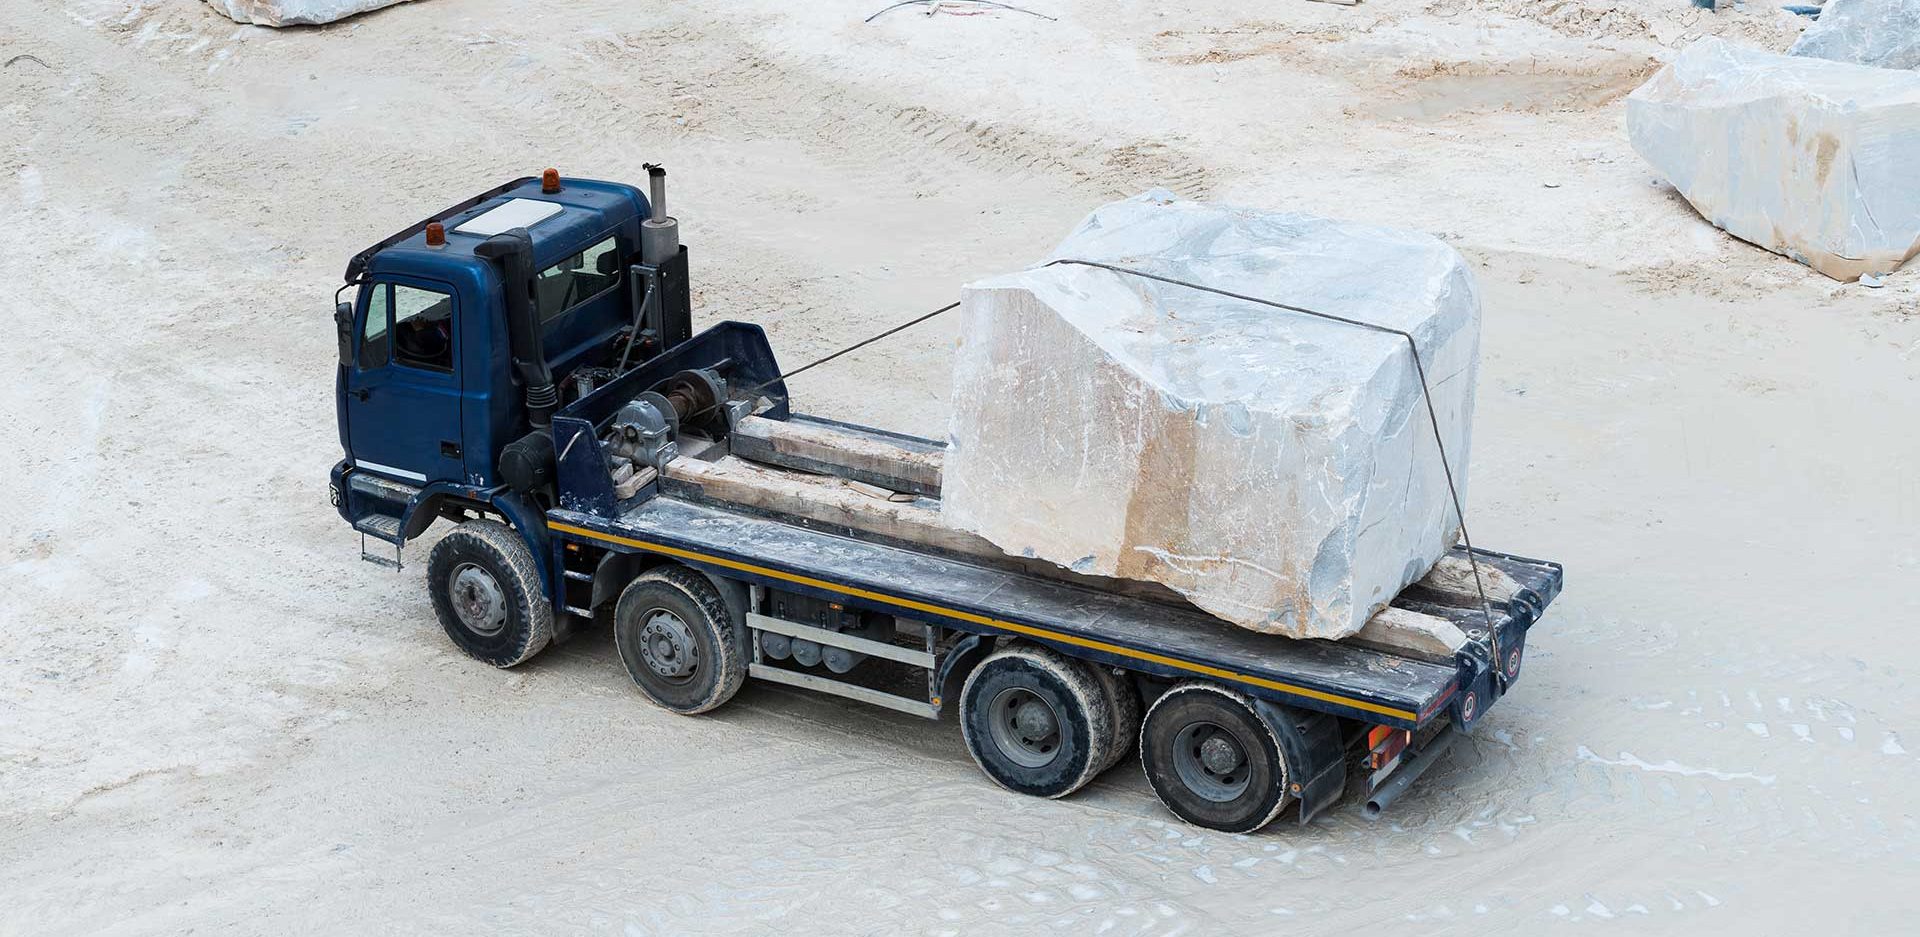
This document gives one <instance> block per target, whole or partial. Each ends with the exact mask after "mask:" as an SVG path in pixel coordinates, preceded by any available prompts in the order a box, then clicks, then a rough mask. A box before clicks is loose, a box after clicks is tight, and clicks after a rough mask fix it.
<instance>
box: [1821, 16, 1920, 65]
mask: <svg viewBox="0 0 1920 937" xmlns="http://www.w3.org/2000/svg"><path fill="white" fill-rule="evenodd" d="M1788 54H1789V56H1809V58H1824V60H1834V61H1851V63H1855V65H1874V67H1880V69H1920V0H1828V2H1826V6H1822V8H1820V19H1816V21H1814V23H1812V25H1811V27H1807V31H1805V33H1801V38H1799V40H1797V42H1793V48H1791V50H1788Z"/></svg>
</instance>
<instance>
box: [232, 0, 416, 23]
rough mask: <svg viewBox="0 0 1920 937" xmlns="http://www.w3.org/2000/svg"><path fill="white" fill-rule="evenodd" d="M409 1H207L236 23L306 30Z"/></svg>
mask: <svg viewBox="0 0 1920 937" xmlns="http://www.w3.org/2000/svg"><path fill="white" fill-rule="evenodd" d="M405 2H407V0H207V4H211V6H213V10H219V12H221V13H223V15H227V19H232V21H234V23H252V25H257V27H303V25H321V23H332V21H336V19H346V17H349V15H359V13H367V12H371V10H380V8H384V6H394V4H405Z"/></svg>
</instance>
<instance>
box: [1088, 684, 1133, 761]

- _Exercise_:
Reproduce all of the lines above with "rough mask" swapped for "coarse mask" wherever it occurs, keeping everything else the same and leaving out the pictures.

- _Expected answer_:
This document gives one <instance> block per target, whole or partial. Each ends with the exact mask after "mask:" as an SVG path in pixel coordinates, preceded by any available prompts in the order a box, then clicks, then a coarse mask. A box before clicks is loose, a box after clicks is tight, and clicks after a coarse mask fix it.
<instance>
box: [1821, 16, 1920, 65]
mask: <svg viewBox="0 0 1920 937" xmlns="http://www.w3.org/2000/svg"><path fill="white" fill-rule="evenodd" d="M1788 54H1789V56H1809V58H1824V60H1834V61H1851V63H1855V65H1874V67H1880V69H1920V0H1828V2H1826V6H1822V8H1820V19H1816V21H1814V23H1812V25H1811V27H1807V31H1805V33H1801V38H1799V40H1797V42H1793V48H1791V50H1788Z"/></svg>
</instance>
<instance>
box: [232, 0, 416, 23]
coarse mask: <svg viewBox="0 0 1920 937" xmlns="http://www.w3.org/2000/svg"><path fill="white" fill-rule="evenodd" d="M409 1H207L236 23L306 30Z"/></svg>
mask: <svg viewBox="0 0 1920 937" xmlns="http://www.w3.org/2000/svg"><path fill="white" fill-rule="evenodd" d="M405 2H407V0H207V4H211V6H213V10H219V12H221V13H223V15H227V19H232V21H234V23H252V25H257V27H303V25H321V23H332V21H336V19H346V17H349V15H359V13H367V12H371V10H380V8H384V6H394V4H405Z"/></svg>
</instance>
<instance>
box: [1088, 684, 1133, 761]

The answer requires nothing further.